• **Instructions for the task**
In the material below, repeat only the lines from the one that holds "Mark one point per instance of the crowd" through the final line, exactly as they stand.

• **Data lines**
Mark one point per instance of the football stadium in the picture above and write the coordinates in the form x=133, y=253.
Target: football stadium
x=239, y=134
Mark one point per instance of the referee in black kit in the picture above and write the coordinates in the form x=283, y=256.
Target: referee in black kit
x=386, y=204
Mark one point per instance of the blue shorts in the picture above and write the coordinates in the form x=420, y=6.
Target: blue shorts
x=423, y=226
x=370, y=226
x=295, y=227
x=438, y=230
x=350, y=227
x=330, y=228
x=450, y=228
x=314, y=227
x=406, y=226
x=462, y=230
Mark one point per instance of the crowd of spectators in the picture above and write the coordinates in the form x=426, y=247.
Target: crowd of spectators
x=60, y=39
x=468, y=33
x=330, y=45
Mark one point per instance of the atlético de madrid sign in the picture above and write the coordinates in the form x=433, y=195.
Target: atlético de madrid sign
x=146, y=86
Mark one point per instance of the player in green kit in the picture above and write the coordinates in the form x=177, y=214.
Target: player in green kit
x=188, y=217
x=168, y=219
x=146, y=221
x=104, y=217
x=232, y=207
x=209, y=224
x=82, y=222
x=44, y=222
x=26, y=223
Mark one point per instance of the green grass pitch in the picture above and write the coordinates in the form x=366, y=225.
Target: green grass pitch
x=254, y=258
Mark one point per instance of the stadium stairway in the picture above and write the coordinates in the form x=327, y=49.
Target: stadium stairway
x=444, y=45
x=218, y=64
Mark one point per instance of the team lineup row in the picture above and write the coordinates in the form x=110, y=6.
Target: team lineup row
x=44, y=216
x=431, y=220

• **Result of this task**
Mark one point per instance of the crowd of spectators in the picture above and write the coordinates in the form x=426, y=247.
Target: crowd of spectators
x=60, y=39
x=468, y=33
x=330, y=45
Mark one point per instance of the atlético de madrid sign in the picture above and write the coordinates in the form x=433, y=195.
Target: atlético de madrid sign
x=146, y=86
Mark one point per instance of the player in green kit in the picture above and write the coordinates in the form x=177, y=214.
Target: player in green kit
x=188, y=217
x=168, y=219
x=146, y=221
x=104, y=217
x=232, y=207
x=209, y=224
x=82, y=222
x=44, y=222
x=26, y=223
Mark one point per instance of the green grass pitch in the picture above and write the coordinates in the form x=366, y=225.
Target: green grass pitch
x=254, y=258
Mark one point per instance of the stadium stairway in the picture above and write the coordinates in the form x=327, y=49.
Target: stadium stairway
x=444, y=45
x=218, y=64
Mark one point per instance of the team lineup row in the picture above and write the coordinates in the form x=110, y=6.
Target: team lineup row
x=44, y=216
x=431, y=220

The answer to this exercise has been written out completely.